Tuesday, April 6, 2010

how i was spiritually raped and left for dead (part one)

this story begins at the end.

the year was 2008. i had just finished reading a book written and published by bob's son in law (we'll call him george), a leader in bob's organization. i had been out of bob's organization for about 10 years and was involved in an internet community that provided support for those who had been victimized by his groups.

our community had received national attention and as a result several print and television news stories had been produced, exposing bob and his programs. bob saw me as the ringleader of a campaign to destroy him.


knowing his followers and some of his detractors would read the book, george used it to try to discredit me. in the book, he claimed that i was an angry, troubled person that had been saved by bob and his organization. he said that, since i had never resolved my intimacy issues, i was attempting to destroy the program and people who had saved my life. in his book, he claimed that i was so angry that my coworkers and subordinates finally had to confront me.

• **What you will do**
Write out the blog post above word for word, starting at "how i was spiritually" and ending at "to destroy him.".

• **Extracted entries**
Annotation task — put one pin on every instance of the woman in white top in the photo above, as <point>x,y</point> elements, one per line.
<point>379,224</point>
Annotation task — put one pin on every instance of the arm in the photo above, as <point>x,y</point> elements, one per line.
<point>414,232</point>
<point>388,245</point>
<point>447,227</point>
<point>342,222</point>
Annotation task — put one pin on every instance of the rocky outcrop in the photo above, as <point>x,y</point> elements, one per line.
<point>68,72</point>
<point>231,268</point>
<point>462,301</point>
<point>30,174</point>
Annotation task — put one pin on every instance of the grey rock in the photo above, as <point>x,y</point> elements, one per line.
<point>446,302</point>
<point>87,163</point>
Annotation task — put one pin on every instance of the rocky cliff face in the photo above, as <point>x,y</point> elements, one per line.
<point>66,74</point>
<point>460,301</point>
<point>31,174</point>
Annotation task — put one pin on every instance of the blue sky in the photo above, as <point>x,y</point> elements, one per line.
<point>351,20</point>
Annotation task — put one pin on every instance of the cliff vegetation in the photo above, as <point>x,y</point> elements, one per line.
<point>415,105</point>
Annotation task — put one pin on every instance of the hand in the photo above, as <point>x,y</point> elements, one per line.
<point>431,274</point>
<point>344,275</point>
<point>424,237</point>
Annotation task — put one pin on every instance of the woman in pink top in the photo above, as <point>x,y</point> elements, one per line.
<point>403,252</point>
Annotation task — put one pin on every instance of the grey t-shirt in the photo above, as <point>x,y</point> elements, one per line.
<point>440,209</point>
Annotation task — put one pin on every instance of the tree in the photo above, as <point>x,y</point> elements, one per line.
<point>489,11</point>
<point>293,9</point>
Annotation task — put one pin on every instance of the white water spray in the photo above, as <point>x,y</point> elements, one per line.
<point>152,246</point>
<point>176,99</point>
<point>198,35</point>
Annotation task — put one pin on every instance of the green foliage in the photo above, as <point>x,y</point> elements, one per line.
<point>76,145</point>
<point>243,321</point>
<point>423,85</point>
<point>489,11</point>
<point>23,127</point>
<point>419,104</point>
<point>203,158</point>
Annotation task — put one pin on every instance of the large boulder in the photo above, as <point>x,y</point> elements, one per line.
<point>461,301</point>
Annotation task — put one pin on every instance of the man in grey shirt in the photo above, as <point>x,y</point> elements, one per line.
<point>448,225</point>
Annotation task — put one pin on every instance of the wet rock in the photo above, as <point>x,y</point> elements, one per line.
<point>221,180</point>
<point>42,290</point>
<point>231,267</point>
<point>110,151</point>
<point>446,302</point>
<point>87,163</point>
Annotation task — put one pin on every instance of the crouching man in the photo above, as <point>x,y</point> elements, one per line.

• **Your response**
how i was spiritually raped and left for dead (part one)

this story begins at the end.

the year was 2008. i had just finished reading a book written and published by bob's son in law (we'll call him george), a leader in bob's organization. i had been out of bob's organization for about 10 years and was involved in an internet community that provided support for those who had been victimized by his groups.

our community had received national attention and as a result several print and television news stories had been produced, exposing bob and his programs. bob saw me as the ringleader of a campaign to destroy him.